(Photo object pointing records)
==============================

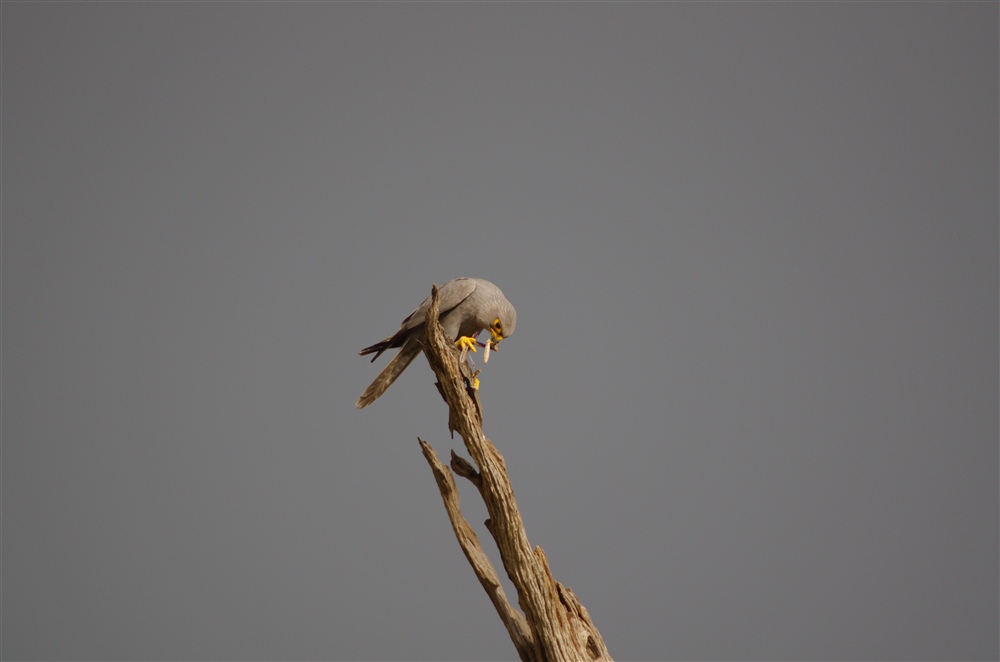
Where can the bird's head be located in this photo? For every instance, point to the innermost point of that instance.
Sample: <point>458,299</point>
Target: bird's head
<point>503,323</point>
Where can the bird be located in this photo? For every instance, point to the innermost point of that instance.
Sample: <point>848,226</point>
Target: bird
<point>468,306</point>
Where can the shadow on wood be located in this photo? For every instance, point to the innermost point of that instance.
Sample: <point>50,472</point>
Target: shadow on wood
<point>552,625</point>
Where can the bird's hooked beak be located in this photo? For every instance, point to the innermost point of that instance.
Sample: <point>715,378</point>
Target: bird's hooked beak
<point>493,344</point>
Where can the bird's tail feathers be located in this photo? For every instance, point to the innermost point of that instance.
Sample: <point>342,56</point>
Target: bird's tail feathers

==============================

• **WHAT THE EXERCISE ASKS**:
Turn every line of the entries above into a numbered list, skipping blank lines and leaving out the pictures.

• **FULL SOLUTION**:
1. Where can the bird's head be located in this photo? For every instance, point to the innermost point of that instance.
2. Sample: <point>458,299</point>
3. Target: bird's head
4. <point>503,323</point>
5. Where can the bird be located in this photo? For every instance, point to the innermost point of that instance.
6. Sample: <point>848,226</point>
7. Target: bird
8. <point>468,306</point>
9. Where can the shadow on wood be located in this photo? For every instance, point to the innermost point of that instance.
10. Sample: <point>50,472</point>
11. Target: shadow on wood
12. <point>552,625</point>
13. Where can the bird's hooked beak be located in this photo? For every instance, point to the innermost point of that instance.
14. Sample: <point>715,378</point>
15. Target: bird's hooked beak
16. <point>493,344</point>
17. Where can the bird's tail feathers be located in this photo? For every instance, point to the innermost point of that instance.
18. Sample: <point>342,56</point>
19. Target: bird's tail feathers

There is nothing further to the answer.